What this task involves ▸ Return only this: the line with "Target: front bumper" and all the lines that follow it below, through the final one, exactly as they are.

Saved entries ▸
╔══

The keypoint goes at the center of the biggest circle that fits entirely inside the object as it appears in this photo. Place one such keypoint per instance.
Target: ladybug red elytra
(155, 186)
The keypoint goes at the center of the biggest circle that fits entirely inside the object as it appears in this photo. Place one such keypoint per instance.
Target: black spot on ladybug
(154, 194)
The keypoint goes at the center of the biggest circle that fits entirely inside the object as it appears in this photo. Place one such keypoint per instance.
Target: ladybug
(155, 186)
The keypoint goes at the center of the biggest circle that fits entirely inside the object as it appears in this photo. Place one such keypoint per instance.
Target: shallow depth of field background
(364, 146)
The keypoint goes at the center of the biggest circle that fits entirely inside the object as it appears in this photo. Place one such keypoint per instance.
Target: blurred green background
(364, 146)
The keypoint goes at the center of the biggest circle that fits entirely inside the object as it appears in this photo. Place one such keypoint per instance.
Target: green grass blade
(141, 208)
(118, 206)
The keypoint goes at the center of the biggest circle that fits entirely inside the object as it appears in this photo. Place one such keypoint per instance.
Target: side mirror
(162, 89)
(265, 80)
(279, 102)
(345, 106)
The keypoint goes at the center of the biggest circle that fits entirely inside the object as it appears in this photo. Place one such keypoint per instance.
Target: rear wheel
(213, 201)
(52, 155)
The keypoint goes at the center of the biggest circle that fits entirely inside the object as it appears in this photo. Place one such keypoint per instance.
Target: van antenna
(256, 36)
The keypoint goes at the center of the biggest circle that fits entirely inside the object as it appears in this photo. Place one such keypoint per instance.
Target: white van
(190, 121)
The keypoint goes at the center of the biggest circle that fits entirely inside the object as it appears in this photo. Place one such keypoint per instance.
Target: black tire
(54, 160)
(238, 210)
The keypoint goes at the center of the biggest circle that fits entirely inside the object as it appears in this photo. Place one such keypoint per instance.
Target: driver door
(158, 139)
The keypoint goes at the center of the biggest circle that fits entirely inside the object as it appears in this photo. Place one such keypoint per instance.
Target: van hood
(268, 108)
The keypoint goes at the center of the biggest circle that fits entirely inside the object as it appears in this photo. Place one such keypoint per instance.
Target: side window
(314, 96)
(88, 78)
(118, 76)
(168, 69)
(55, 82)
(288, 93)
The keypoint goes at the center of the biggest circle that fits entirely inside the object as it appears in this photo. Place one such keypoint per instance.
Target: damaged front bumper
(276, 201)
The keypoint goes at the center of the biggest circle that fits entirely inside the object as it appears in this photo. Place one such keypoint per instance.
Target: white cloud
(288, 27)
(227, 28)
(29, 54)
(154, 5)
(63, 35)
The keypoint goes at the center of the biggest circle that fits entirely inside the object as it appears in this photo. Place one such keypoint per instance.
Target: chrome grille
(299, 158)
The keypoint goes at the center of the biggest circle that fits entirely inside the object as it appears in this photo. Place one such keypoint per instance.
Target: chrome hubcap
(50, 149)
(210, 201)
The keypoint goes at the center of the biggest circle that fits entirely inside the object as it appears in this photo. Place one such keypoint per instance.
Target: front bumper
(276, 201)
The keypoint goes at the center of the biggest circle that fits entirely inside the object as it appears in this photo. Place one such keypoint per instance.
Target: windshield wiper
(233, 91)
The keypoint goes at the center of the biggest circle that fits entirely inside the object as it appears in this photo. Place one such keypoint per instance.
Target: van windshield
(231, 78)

╚══

Task output ▸
Target: front bumper
(276, 201)
The keypoint goes at the center of the biggest circle that fits entirely inside the object as it appears in this photo. Place one such keypoint per instance.
Target: windshield wiper
(233, 91)
The keypoint goes at the center of the biggest circle that fits entirely inside the object as it appears in this photo. Place one such keypoint per instance.
Target: van windshield
(231, 78)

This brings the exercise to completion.